Hi Gunter

Sharing my inline response on some of the comments below as [MS].

Thanks
Mukul
From: Gunter Van de Velde via Datatracker <[email protected]>
Date: Friday, November 14, 2025 at 11:34 AM
To: The IESG <[email protected]>
Cc: [email protected] 
<[email protected]>, [email protected] 
<[email protected]>, [email protected] <[email protected]>, [email protected] 
<[email protected]>
Subject: Gunter Van de Velde's Discuss on draft-ietf-grow-bmp-bgp-rib-stats-14: 
(with DISCUSS and COMMENT)

Gunter Van de Velde has entered the following ballot position for
draft-ietf-grow-bmp-bgp-rib-stats-14: Discuss

When responding, please keep the subject line intact and reply to all
email addresses included in the To and CC lines. (Feel free to cut this
introductory paragraph, however.)


Please refer to 
https://urldefense.com/v3/__https://www.ietf.org/about/groups/iesg/statements/handling-ballot-positions/__;!!NEt6yMaO-gk!HrcolkTY5nVCvuTYRwujR1l5Uhw5AXsD__8s8nfxS2eyiJKMYJAnEZwS-Zvr10n9IMw8X4Etpsob$
for more information about how to handle DISCUSS and COMMENT positions.

────────

• _Required work_
Extend the email above on the IESG ballot position for draft-ietf-grow-bmp-bgp-rib-stats-14, picking up right after its last sentence.

• _Records_

────────

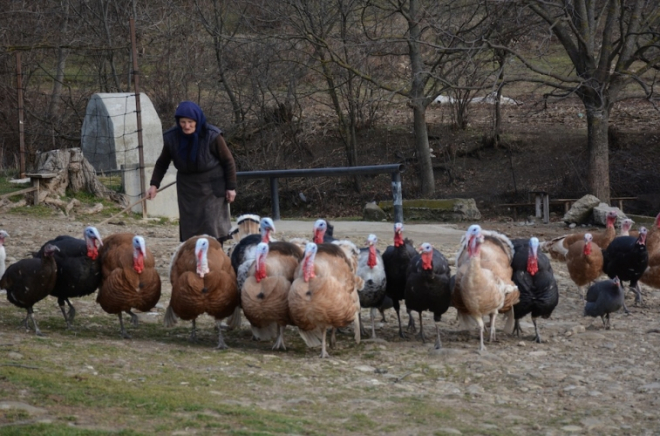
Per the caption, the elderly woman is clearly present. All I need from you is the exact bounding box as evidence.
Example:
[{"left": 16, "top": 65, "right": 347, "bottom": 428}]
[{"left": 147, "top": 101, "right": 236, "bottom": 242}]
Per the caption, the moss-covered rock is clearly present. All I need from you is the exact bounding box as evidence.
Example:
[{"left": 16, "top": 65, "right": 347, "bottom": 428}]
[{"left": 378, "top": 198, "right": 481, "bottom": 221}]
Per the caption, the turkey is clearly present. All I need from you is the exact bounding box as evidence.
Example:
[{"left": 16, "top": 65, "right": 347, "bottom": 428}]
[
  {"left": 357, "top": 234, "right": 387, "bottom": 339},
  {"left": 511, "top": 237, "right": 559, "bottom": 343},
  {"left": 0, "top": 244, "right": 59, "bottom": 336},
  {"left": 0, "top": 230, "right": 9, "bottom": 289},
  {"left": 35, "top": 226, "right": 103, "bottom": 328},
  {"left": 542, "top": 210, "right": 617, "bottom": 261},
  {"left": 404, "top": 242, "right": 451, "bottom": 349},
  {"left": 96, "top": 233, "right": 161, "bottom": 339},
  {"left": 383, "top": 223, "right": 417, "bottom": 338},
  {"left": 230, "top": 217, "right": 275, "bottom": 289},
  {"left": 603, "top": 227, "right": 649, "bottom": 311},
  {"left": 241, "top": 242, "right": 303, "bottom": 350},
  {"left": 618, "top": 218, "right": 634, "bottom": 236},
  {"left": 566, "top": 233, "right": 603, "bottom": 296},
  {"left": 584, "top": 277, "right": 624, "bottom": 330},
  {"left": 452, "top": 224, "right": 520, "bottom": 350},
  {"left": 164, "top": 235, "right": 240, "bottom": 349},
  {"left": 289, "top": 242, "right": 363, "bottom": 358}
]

────────

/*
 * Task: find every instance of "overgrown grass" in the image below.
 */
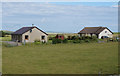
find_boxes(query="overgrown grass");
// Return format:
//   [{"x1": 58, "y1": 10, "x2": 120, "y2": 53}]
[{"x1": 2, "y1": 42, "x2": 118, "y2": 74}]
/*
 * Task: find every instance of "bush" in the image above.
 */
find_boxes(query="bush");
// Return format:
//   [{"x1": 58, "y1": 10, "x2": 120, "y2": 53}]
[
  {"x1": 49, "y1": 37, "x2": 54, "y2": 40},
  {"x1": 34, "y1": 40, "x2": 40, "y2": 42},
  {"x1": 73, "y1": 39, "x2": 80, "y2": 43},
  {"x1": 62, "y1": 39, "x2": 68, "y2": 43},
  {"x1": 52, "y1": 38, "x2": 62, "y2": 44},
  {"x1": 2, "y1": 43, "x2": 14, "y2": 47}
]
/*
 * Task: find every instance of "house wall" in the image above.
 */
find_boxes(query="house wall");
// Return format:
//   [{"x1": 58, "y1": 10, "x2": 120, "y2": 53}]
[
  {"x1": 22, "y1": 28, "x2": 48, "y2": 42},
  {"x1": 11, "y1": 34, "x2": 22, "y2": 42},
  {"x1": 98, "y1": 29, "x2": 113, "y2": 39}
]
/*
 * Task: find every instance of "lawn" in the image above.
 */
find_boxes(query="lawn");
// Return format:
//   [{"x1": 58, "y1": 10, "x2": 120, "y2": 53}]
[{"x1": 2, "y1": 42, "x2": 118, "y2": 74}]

────────

• _Final result_
The document, along with other ballot positions, can be found here:
https://urldefense.com/v3/__https://datatracker.ietf.org/doc/draft-ietf-grow-bmp-bgp-rib-stats/__;!!NEt6yMaO-gk!HrcolkTY5nVCvuTYRwujR1l5Uhw5AXsD__8s8nfxS2eyiJKMYJAnEZwS-Zvr10n9IMw8X1T7zVNz$



----------------------------------------------------------------------
DISCUSS:
----------------------------------------------------------------------

# Gunter Van de Velde, RTG AD, comments for draft-ietf-grow-bmp-bgp-rib-stats-14

# The line numbers used are rendered from IETF idnits tool:
https://urldefense.com/v3/__https://author-tools.ietf.org/api/idnits?url=https:**Awww.ietf.org*archive*id*draft-ietf-grow-bmp-bgp-rib-stats-14.txt__;Ly8vLy8!!NEt6yMaO-gk!HrcolkTY5nVCvuTYRwujR1l5Uhw5AXsD__8s8nfxS2eyiJKMYJAnEZwS-Zvr10n9IMw8X5rdqMnz$

# Many thanks for the RTGDIR review from Bruno and the shepherd writeup from
Job.

# Did i miss seeing a cross posting to IDR/BESS to understand if the various
suggested gauges definitions are accurately described and understood from
protocol perspective.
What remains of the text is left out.